◆ Selected passage
__________

I’m currently in Spain (as you can see on my @lacarmina Snapchat and Instagram) — but have so many posts still to share with you from Asia. In this one, let’s explore Shanghai’s French Concession and go shopping in two of China’s coolest districts, Tianzifang and Xintiandi.
(I am wearing a Shakuhachi Future Minimal dress – this season, they have a similar white kimono dress. The skull and pearl necklace is from Hong Kong jewelry designer, LLazy Bonez.)
So far, I’ve been showing you China’s emerging trendy side. Remember my photoshoot inside my penthouse suite at Cachet Boutique Hotel? Here are a few snaps from the lobby, which is decorated in the same “ancient China meets mod art” aesthetic.
From Cachet Hotel, we walked to the French Concession. This district belonged to France from the late 19th century to 1943. Even today, the European influence is seen in the architecture and character of the streets.
Melissa and I stopped to take in the old brick buildings, and the new skyscrapers rising above them. China’s changed enormously even in the past decade. Business and development are booming.
The French Quarter remains the most peaceful and chic area of Shanghai (and arguably all of China). These trees — all imported from France — form a leafy canopy above the international boutiques and restaurants.
While China is modernizing, there remain strange remnants of the past. Communist China doesn’t officially allow sex shops, so this one put up a “health” sign.
Another example of this juxtaposition. The French Concession feels as clean and contemporary as any European boulevard. And yet…
… we came across a woman selling puppies in a box. She poked at them, to make them seem more lively for potential customers. And one was dyed with tiger stripes… Despite other modernizations, you’ll still see practices like these, in the open.
On the positive side, I enjoyed the calm vibe of the French Quarter. We passed by many artsy shops and cafes, like the one above.
I recommend spending at least a few hours walking around at random, and popping into boutiques. (The sign above says that this building’s foundation is sinking, and urges people to consider the health and safety of residents.)
Seems like cute food is popular all over Asia. We were there around Halloween, so I spotted these skull, ghost and pumpkin donuts.
Shanghai converted about 500 old red telephone booths into WiFi hubs. Funny how they transformed an obsolete technology into something functional for today.
My white neoprene dress is similar to this one also by Shakuhachi.
We stopped by Xintiandi, an upscale district that was the site of a controversial urban redevelopment project. This project transformed a slum into a business and residential space, while preserving the historical architecture. Unfortunately, it also displaced thousands of Shanghai residents.

__________

◆ Provided information
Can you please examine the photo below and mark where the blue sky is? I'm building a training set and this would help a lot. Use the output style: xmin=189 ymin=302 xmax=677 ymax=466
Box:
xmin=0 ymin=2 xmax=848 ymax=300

__________

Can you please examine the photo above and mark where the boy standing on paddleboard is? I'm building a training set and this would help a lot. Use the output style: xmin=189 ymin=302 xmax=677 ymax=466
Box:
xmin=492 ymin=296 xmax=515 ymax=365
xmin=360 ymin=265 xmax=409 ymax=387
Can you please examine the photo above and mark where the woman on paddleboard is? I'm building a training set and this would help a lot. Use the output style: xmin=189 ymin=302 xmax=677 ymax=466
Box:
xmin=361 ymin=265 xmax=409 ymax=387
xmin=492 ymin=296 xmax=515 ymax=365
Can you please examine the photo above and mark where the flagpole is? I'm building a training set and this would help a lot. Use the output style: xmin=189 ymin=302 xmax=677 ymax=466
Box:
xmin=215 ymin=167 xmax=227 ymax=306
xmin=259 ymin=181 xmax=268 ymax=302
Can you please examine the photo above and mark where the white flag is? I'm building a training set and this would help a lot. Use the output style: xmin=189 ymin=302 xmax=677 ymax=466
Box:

__________

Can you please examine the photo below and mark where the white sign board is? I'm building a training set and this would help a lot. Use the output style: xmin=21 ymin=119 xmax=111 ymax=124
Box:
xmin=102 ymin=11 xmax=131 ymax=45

__________

◆ Short exercise
Pick up the travel post about Shanghai's French Concession and Xintiandi after its final sentence and carry it forward.

◆ Response below
Everywhere I went, I felt a strange mix of new and old. Tianzifang is an artsy area that has preserved its old alleyways and buildings.
At the same time, it’s become a tourist destination. Nonetheless, the little stalls — selling handicrafts, tea and other goods — are fun to browse.
Prices in China are notoriously low, but you can (and should) try to bargain them down more.
Be wary of poor quality and knock-off items. These cell phone cases are cute (love the Mario and Spirited Away ), but are constructed from glue and felt. I’m sure they’d fall apart within a day.
Other shops sell intriguing art, and traditional souvenirs — like the Chinese cats above.
Colorful characters, painted in vivid colors. (Photos by me and Borderless Media — check out our global travel videos on their site.)
In one shop, I saw a Scottish Fold coin purse, with tiny folded ears (on the right).
You can flatly assume that all “designer” items here are knock-offs here. Look close at the tag, and it reveals the truth about these “brand-name” sneakers. You can’t make this Chinglish up: “never expose to intense meat or hot vehicles!”
Tianzifang is packed with street food and little restaurants, serving all types of cuisine.
Look what we ran into… the More Than Toilet theme restaurant! As the male/female sign indicates, this is a poop-themed restaurant. (Address: Tianzifang, No. 5, Lane 274, Taikang Lu)
This restaurant concept is similar to Taiwan’s Modern Toilet. Customers sit on toilet seats and dine on such “delicious and happy” concoctions, like a swirl of chocolate ice cream, served in a urinal.
In the glass case, you can buy stuffed toys shaped like a big dump, with cute faces on them (of course).
We didn’t eat here, but saw others feasting on dishes like “Stool #1,” a mix of brown sweets served in a toilet bowl.
If you’re interested in reading more about bizarre Asia theme restaurants, check out my book about them.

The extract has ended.